WORK INSTRUCTION 1: In the osteoarthritis biomarker text, what age range did participants in the Osteoarthritis Initiative have at enrollment?
WORK INSTRUCTION 2: Carry on the osteoarthritis biomarker text from its last sentence, keeping its style.

SUPPLIED TEXT:
Biochemical serum and urine markers of OA are molecules that are released into serum/urine reflecting cartilage or bone turnover and the repair and regeneration processes that occur in joint tissue [4]. These markers are associated with radiographic OA changes, particularly the late stages of disease; Vilim et al. reported that serum COMP is associated with radiographic progression of OA [5], urine CTX-II is associated with progression in joint space narrowing (JSN) [6] and serum hyaluronan is associated with incidence of knee JSN [7]. However, few have studied the relationships of OA serum/urine markers with MR imaging markers of knee cartilage composition and morphologic knee damage which are not appreciated on standard radiographs [8].

Degenerative cartilage compositional change in OA can be quantified using MRI T2 mapping, that identifies abnormalities of the cartilage extracellular matrix including collagen fiber orientation[9]. MRI T2 probes early stages of cartilage degeneration, which are not seen on standard MRI, occurring prior to macroscopic cartilage defects and thinning. Understanding the links between systemic markers of knee joint tissue degeneration/repair expressed in serum/urine and imaging measures of changes in cartilage composition would provide new insights into the role of systemic biomarkers in assessing joint degeneration at early disease stages. Thus, serum/urine biomarkers could potentially provide information on the risk for developing OA at a pre-clinical stage.

The purpose of this study was therefore to assess the relationships of serum/urine biomarkers for osteoarthritis with MR imaging measures of joint structure (cartilage, meniscus, and bone marrow) and cartilage composition, using data from the Osteoarthritis Initiative (OAI).

METHODS

Subject Selection

This study utilizes data from the Osteoarthritis Initiative (OAI; http://www.oai.ucsf.edu/)[10], a multi-center, longitudinal study of persons aged 45–79 years at enrollment, aimed at assessing biomarkers in OA including those derived from MR imaging. The OAI dataset includes both MRI and radiographic images of subjects scanned over eight years. This database can be used to evaluate MRI biomarkers for the development and progression of OA. The study protocol, amendments, and informed consent documentation were reviewed and approved by the local institutional review boards of all participating centers.

PROVIDED RECORDS:

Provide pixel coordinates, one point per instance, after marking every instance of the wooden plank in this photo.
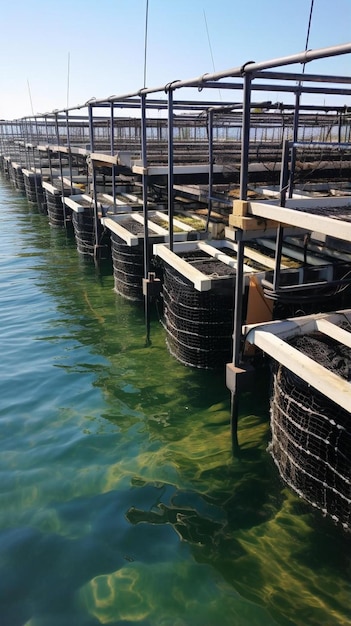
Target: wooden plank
(221, 256)
(319, 223)
(329, 384)
(104, 158)
(297, 325)
(159, 170)
(199, 280)
(335, 332)
(123, 233)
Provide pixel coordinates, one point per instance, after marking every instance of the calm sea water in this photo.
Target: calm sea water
(120, 501)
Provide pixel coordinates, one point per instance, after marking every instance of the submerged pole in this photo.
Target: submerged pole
(236, 373)
(145, 216)
(210, 165)
(170, 167)
(112, 146)
(91, 135)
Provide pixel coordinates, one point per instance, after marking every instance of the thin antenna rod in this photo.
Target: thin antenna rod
(30, 98)
(209, 42)
(308, 33)
(145, 44)
(68, 70)
(210, 47)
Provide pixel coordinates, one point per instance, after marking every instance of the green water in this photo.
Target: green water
(120, 501)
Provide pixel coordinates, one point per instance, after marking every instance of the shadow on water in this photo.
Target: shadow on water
(151, 520)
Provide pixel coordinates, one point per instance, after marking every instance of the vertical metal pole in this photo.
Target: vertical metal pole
(293, 149)
(145, 211)
(61, 174)
(239, 277)
(210, 164)
(239, 287)
(69, 152)
(170, 168)
(284, 176)
(48, 149)
(112, 144)
(238, 301)
(91, 135)
(245, 139)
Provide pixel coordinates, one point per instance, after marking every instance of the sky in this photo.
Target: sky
(59, 54)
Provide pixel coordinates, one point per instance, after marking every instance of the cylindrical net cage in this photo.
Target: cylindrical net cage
(311, 435)
(55, 209)
(199, 324)
(128, 268)
(30, 183)
(86, 235)
(19, 180)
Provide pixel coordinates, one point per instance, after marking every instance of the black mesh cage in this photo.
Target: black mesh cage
(55, 209)
(199, 325)
(19, 179)
(128, 268)
(85, 233)
(30, 183)
(311, 435)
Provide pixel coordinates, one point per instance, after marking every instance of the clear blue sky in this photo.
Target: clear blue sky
(102, 41)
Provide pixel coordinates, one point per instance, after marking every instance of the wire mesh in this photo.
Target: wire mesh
(199, 325)
(311, 435)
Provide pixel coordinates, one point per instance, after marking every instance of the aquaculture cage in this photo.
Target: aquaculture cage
(55, 208)
(311, 434)
(19, 178)
(198, 294)
(199, 324)
(127, 247)
(128, 267)
(31, 182)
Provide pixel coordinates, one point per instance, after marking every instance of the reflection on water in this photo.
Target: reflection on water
(120, 501)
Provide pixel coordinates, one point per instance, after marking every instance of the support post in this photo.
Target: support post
(145, 213)
(245, 139)
(91, 136)
(234, 373)
(170, 167)
(69, 153)
(210, 165)
(112, 146)
(61, 173)
(293, 149)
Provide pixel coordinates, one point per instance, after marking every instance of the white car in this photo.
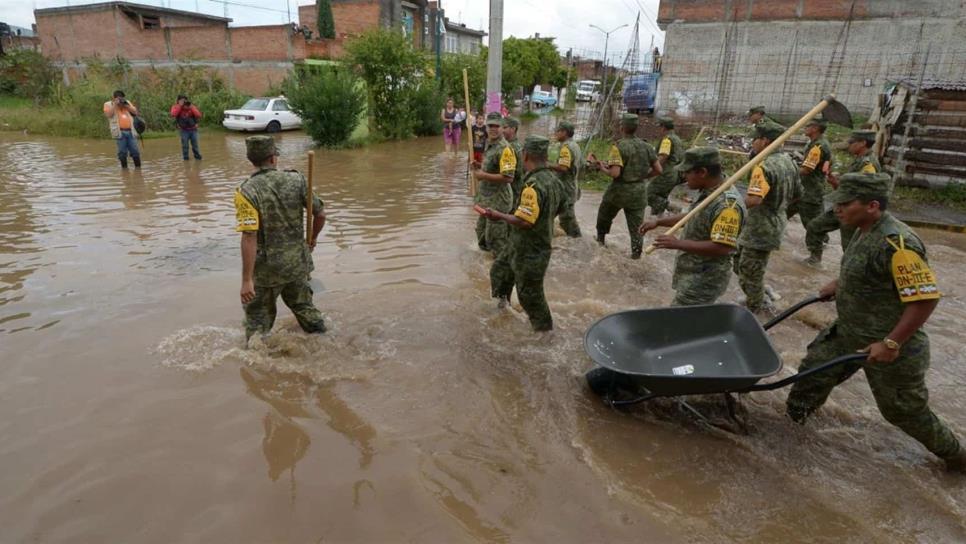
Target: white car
(268, 114)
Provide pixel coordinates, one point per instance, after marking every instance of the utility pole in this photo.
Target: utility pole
(606, 40)
(494, 59)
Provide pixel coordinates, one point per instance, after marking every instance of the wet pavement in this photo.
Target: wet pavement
(133, 413)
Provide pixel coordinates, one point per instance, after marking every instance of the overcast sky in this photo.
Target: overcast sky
(567, 20)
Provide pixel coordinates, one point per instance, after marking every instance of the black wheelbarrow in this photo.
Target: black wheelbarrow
(688, 350)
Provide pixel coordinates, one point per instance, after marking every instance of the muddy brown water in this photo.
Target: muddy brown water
(130, 411)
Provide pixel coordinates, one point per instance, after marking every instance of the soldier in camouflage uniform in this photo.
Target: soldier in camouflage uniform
(773, 184)
(703, 268)
(495, 175)
(884, 294)
(510, 127)
(865, 162)
(524, 262)
(631, 160)
(814, 170)
(670, 151)
(276, 260)
(568, 163)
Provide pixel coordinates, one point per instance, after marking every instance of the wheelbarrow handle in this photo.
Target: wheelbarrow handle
(841, 360)
(782, 316)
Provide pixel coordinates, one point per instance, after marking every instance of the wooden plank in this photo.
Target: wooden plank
(931, 158)
(942, 105)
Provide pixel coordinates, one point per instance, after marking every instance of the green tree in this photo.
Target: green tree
(329, 99)
(325, 21)
(393, 71)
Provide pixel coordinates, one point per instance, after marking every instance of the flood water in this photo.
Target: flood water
(131, 412)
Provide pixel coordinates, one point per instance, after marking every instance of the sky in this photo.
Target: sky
(566, 20)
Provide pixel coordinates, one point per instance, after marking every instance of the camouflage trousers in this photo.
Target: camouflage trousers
(568, 218)
(809, 210)
(630, 198)
(526, 272)
(816, 233)
(490, 234)
(297, 295)
(658, 190)
(899, 387)
(750, 265)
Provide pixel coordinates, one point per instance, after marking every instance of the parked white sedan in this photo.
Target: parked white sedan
(268, 114)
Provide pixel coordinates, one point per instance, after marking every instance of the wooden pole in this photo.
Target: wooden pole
(743, 171)
(309, 200)
(469, 131)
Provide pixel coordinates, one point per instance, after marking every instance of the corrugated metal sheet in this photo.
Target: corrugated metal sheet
(935, 84)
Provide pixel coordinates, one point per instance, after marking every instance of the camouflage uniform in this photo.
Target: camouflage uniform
(570, 158)
(660, 187)
(817, 230)
(775, 180)
(525, 260)
(271, 203)
(818, 156)
(700, 279)
(499, 158)
(870, 300)
(627, 192)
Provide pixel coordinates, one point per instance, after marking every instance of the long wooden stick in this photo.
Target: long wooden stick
(469, 131)
(757, 159)
(309, 200)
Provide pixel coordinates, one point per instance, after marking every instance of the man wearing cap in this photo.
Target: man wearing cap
(524, 262)
(814, 170)
(510, 127)
(495, 174)
(773, 184)
(670, 152)
(702, 269)
(631, 160)
(865, 162)
(884, 295)
(568, 161)
(276, 260)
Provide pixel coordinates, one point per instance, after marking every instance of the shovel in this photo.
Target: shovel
(831, 110)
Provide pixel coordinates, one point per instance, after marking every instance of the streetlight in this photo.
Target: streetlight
(606, 39)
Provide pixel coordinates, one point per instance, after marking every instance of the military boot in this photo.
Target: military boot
(814, 259)
(957, 463)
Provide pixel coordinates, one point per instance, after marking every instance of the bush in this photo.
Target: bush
(393, 71)
(27, 74)
(329, 99)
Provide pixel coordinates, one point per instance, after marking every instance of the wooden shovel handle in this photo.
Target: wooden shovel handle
(755, 161)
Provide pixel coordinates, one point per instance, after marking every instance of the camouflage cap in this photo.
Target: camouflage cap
(862, 135)
(538, 145)
(566, 125)
(699, 157)
(860, 186)
(819, 122)
(767, 129)
(259, 148)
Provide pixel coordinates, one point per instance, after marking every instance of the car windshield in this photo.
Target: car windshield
(256, 104)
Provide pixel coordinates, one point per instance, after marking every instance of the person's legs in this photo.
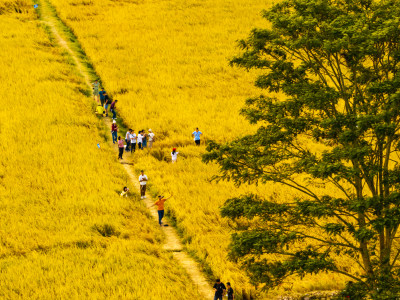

EXERCISE RESPONSE 1: They were aged 45 to 79 years at enrollment.

EXERCISE RESPONSE 2:
Subjects in this study are a subset of those included in the FNIH OARSI Biomarkers Consortium study, a nested case-control study within the OAI of 600 knees (one knee per subject) with structural and/or symptom progression over 4 years and knees that did not progress. Details of the study design are available [11]. Subjects in that study had serum and urine OA biomarkers assessed at baseline, 12 and 24 months. For the present study, we analyzed a convenience sample of these subjects by selecting all subjects that had a Kellgren Lawrence score (KL) ≤ 3 in a right knee from which we had previously obtained both T2 and joint morphology measures from the OAI MR images for other analyses.[12–16]. The OAI exclusion criteria was: (i) inflammatory arthropathies (including rheumatoid arthritis and seronegative spondylarthropathies), (ii) MRI contraindications, (iii) use of ambulatory aids and co-morbid conditions that may affect the ability to participate in the study. For this analysis we further excluded knees with (i) knee injury with deformity of the knee joint, (ii) total joint replacements at the lower extremities, (iii) MRI evidence of fractures or abnormalities, that do not fit into the spectrum of OA and may indicate other severe disease, such as tumor or inflammation.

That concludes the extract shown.